§ **Material for the task**

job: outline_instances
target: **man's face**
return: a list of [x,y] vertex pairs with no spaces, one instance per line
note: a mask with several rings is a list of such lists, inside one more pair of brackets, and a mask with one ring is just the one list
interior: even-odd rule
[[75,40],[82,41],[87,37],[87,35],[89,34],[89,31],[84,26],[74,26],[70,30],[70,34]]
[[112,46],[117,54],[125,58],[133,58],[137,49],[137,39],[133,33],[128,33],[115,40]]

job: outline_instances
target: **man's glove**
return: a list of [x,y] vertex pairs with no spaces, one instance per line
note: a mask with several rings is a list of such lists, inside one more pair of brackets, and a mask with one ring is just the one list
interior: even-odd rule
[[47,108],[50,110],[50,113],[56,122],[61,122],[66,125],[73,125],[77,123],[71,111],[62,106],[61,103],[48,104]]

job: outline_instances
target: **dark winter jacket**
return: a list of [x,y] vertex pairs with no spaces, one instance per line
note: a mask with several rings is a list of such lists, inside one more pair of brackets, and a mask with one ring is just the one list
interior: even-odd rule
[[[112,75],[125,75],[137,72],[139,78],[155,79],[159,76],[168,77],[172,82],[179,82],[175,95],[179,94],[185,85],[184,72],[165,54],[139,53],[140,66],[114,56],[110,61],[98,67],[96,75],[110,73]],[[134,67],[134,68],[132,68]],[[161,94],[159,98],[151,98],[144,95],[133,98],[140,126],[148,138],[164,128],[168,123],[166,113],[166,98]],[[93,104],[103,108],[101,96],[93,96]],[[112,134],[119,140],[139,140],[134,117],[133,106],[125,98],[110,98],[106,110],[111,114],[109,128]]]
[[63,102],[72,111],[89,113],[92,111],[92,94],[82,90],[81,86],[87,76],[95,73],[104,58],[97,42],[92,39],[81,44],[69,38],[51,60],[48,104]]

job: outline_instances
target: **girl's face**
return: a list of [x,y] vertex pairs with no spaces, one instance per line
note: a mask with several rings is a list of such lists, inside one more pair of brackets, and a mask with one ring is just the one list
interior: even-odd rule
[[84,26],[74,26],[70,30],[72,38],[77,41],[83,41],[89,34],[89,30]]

§ **Short exercise**
Extract all of the data above and output it character for character.

§ **Right answer**
job: outline_instances
target: **man's face**
return: a list of [x,y] vertex pairs with no spaces, one instance per line
note: a mask with several rings is a list of such lists, inside one more pair of brackets, and a mask with one ring is just the one list
interior: even-odd rule
[[75,40],[82,41],[87,37],[87,35],[89,34],[89,31],[84,26],[74,26],[70,30],[70,34]]
[[112,46],[117,54],[125,58],[133,58],[137,49],[137,39],[133,33],[128,33],[115,40]]

job: outline_instances
target: **man's glove**
return: a list of [x,y] vertex pairs with no spaces, one instance per line
note: a mask with several rings is a list of such lists, inside one more pair of brackets, and a mask with one ring is just the one list
interior: even-odd rule
[[47,108],[50,110],[50,113],[56,122],[61,122],[66,125],[73,125],[77,123],[71,111],[62,106],[61,103],[48,104]]

job: outline_instances
target: **dark winter jacket**
return: a list of [x,y] vertex pairs with no spaces, one instance per line
note: a mask with several rings is a list of such lists, inside one more pair of brackets, and a mask with one ring is just the one list
interior: even-odd rule
[[[112,75],[125,75],[137,72],[139,78],[155,79],[159,76],[168,77],[172,82],[179,82],[175,95],[179,94],[185,85],[184,72],[165,54],[139,53],[140,66],[114,56],[110,61],[98,67],[96,75],[110,73]],[[134,67],[134,68],[132,68]],[[161,94],[159,98],[151,98],[144,95],[133,98],[140,126],[148,138],[164,128],[168,123],[166,113],[166,98]],[[93,104],[103,108],[101,96],[93,96]],[[112,134],[119,140],[139,140],[134,117],[133,106],[125,98],[110,98],[106,110],[111,114],[109,128]]]
[[63,102],[72,111],[89,113],[92,111],[92,94],[82,90],[81,86],[87,76],[95,73],[104,58],[97,42],[92,39],[81,44],[69,38],[51,60],[48,104]]

job: outline_instances
target: **girl's face**
return: a list of [x,y] vertex pairs with no spaces, one instance per line
note: a mask with several rings is a list of such lists, inside one more pair of brackets, and a mask with one ring is just the one list
interior: even-odd rule
[[84,26],[74,26],[70,30],[72,38],[77,41],[83,41],[89,34],[89,30]]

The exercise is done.